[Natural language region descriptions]
::::::

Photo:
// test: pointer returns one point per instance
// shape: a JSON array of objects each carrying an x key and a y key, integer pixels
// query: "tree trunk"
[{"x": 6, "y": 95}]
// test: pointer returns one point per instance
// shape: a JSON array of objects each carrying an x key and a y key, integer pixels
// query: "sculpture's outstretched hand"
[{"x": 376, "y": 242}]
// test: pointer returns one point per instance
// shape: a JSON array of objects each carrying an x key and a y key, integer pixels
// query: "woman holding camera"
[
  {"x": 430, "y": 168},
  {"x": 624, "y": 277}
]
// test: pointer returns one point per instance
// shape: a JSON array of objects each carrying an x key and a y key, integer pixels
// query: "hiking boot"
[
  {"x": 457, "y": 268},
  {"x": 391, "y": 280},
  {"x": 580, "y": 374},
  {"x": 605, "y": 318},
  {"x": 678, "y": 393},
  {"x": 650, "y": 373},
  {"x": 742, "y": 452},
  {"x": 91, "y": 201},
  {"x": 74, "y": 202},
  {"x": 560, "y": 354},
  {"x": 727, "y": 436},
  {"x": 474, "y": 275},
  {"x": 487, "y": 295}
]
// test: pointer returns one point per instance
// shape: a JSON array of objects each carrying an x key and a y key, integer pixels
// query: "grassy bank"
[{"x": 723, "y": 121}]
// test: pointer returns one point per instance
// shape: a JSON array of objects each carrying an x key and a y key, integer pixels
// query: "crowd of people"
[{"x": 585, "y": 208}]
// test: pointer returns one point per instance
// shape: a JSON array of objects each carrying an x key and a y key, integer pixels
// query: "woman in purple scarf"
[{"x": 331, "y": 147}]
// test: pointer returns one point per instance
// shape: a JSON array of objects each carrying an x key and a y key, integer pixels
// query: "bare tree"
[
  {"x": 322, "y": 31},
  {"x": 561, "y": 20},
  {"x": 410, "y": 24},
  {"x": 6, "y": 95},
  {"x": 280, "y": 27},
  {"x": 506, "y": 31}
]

::::::

• **ASSIGNMENT**: Write out every line from the records above, word for word.

• **WRITTEN RESPONSE**:
Photo:
// test: pointer returns one point per instance
// shape: a JSON array of objects each carrying an x key and a y key, integer pixels
// query: "tree trunk"
[{"x": 6, "y": 95}]
// test: pointer returns one point per instance
// shape: a JSON array of objects each carrying an x key and a y key, integer pixels
// query: "sculpture's outstretched hand"
[{"x": 376, "y": 242}]
// test: pointer returns one point per instance
// shape: a JSON array of objects each carrying an x key and a y key, integer pixels
// query: "woman holding camera"
[
  {"x": 430, "y": 168},
  {"x": 624, "y": 277}
]
// test: pointer returns one point per instance
// shape: a JSON array of objects each carrying an x key and a y key, integer pixels
// query: "hiking boot"
[
  {"x": 457, "y": 268},
  {"x": 391, "y": 280},
  {"x": 580, "y": 374},
  {"x": 605, "y": 318},
  {"x": 678, "y": 393},
  {"x": 650, "y": 373},
  {"x": 742, "y": 452},
  {"x": 91, "y": 201},
  {"x": 74, "y": 202},
  {"x": 560, "y": 354},
  {"x": 727, "y": 436},
  {"x": 474, "y": 275},
  {"x": 487, "y": 295}
]
// test: pointer returns one point per instance
// shape: a JSON array of objects each carrying an x key and a y key, integer pixels
// query: "grassy bank"
[{"x": 723, "y": 121}]
// test: pointer returns one point per instance
// shape: a JSON array of objects each carrying an x key and a y key, integer pixels
// query: "crowd of people"
[{"x": 585, "y": 208}]
// test: pointer returns one point per instance
// shape: a JSON array of objects each carrying an x key and a y key, integer pixels
// query: "woman in purple scarf"
[{"x": 331, "y": 147}]
// test: pointer returns one point per instance
// shape: a JSON array of objects each carrying an x key and a y key, integer pixels
// query: "bare tree"
[
  {"x": 322, "y": 31},
  {"x": 561, "y": 20},
  {"x": 410, "y": 24},
  {"x": 6, "y": 95},
  {"x": 280, "y": 27},
  {"x": 506, "y": 31}
]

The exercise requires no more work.